**EXTRACT:**
------------------------------------------------------------
Emma Goldman — “Red Emma,” the nationally-known anarchist — was in Los Angeles when Mikolasek died. She had organized a feeding station at IWW headquarters for the “destitute boys who had escaped their tormenters [in San Diego] and had reached us alive.”
No local funeral parlor would bury Mikolasek, so Goldman had his body shipped to Los Angeles. At a memorial attended by hundreds of mourners, she said that Mikolasek had been “obscure and unknown in life, but he grew to country-wide stature in his death.”
Moved by the scores of bruises, blood-drenched clothes, and broken bones that kept trailing into the feeding station, Goldman decided to give a lecture in San Diego: her topic, Henrik Ibsen’s An Enemy of the People, about a man like Mikolasek who stands his ground against an entire community.
Goldman announced her plan in cables to police chief Keno Wilson and mayor James Wadham. She’d given talks in San Diego before. But this time, both urged her to stay away. Of what followed, Goldman wrote: “No dramatist could have imagined a more inflammatory scenario.”
Goldman called her manager-lover, Dr. Ben Reitman, “Hobo.” An eccentric from Chicago, he wore long black hair and clothes that, said Goldman, “were successful fugitives from soap and water.” His shabby look was a deliberate comment, he said, on “bushwa” morality. While conceding that he helped Goldman in many ways, Elizabeth Gurley Flynn dubbed Reitman a “half-loaf liberal” and “an insufferable buffoon.”
On May 14, when their train pulled into the California Southern depot, a large crowd awaited the “Red Queen” and the “Hobo King.” (“It did not occur to me,” Goldman wrote, “that the reception was for us.”) Cars blocked the tracks. Under fancy hats, women dressed for a night on the town shouted, “Give us the anarchist!” “We’ll strip her naked!” “We’ll tear out her guts!”
E.E. Kirk, the original Wobbly lawyer, and his wife had promised to meet Goldman at the station. Peering through the window at raised fists and flickering flags, Goldman couldn’t spot the Kirks.
------------------------------------------------------------
**INFORMATION PROVIDED:**

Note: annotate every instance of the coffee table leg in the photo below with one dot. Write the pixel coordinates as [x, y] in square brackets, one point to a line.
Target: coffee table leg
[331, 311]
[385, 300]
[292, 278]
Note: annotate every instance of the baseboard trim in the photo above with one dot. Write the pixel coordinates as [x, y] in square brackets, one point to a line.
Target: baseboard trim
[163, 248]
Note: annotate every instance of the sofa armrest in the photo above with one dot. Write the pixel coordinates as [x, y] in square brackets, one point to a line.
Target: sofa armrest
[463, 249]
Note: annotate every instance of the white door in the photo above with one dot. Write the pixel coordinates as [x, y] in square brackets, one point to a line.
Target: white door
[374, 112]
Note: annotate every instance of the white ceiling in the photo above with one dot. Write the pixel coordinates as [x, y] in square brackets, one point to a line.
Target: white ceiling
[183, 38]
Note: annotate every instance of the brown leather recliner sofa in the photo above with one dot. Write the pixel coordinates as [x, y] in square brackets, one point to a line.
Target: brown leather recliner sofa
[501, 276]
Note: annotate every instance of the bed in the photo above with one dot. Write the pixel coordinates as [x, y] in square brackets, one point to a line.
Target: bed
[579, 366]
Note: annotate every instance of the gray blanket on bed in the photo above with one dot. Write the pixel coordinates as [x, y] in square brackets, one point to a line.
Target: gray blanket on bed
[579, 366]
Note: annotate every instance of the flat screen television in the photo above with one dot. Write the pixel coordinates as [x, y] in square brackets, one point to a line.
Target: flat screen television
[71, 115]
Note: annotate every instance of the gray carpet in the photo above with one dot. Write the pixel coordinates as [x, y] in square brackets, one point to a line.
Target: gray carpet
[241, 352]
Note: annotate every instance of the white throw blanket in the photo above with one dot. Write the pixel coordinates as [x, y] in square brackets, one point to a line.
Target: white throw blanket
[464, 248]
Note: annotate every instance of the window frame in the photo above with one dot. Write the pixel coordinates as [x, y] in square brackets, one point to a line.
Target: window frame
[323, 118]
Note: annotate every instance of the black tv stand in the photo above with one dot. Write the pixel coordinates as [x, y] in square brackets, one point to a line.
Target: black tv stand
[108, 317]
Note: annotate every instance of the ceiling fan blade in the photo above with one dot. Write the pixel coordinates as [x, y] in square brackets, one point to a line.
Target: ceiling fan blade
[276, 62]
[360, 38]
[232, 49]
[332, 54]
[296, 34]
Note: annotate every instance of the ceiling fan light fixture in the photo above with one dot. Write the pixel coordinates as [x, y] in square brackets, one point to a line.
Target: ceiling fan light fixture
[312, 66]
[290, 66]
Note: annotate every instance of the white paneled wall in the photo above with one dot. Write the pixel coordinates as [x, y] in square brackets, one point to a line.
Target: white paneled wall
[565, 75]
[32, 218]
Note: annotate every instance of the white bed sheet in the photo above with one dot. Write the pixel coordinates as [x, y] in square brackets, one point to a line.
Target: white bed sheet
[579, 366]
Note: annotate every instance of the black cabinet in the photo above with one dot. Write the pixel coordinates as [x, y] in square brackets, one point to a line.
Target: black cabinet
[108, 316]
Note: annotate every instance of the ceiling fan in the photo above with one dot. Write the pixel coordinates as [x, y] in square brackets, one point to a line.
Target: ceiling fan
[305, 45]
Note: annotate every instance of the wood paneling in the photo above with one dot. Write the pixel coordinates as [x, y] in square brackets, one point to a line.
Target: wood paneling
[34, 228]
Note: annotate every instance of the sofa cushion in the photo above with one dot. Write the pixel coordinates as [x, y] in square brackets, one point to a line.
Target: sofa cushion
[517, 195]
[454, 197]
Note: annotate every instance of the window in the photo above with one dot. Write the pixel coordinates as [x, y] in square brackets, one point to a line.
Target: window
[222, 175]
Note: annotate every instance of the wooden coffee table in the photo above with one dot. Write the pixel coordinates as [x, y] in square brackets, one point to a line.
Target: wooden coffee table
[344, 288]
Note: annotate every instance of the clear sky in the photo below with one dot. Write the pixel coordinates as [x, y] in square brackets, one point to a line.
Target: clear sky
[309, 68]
------------------------------------------------------------
**INSTRUCTIONS TO FOLLOW:**
Answer these questions using the Emma Goldman text:
(a) What did Goldman set up at IWW headquarters?
(b) Which work by Henrik Ibsen was the topic of her planned San Diego lecture?
(c) What nickname did Goldman use for Dr. Ben Reitman?
The rows have nothing to do with the Emma Goldman text.

**SOLUTION FOR THIS TASK:**
(a) A feeding station
(b) An Enemy of the People
(c) "Hobo"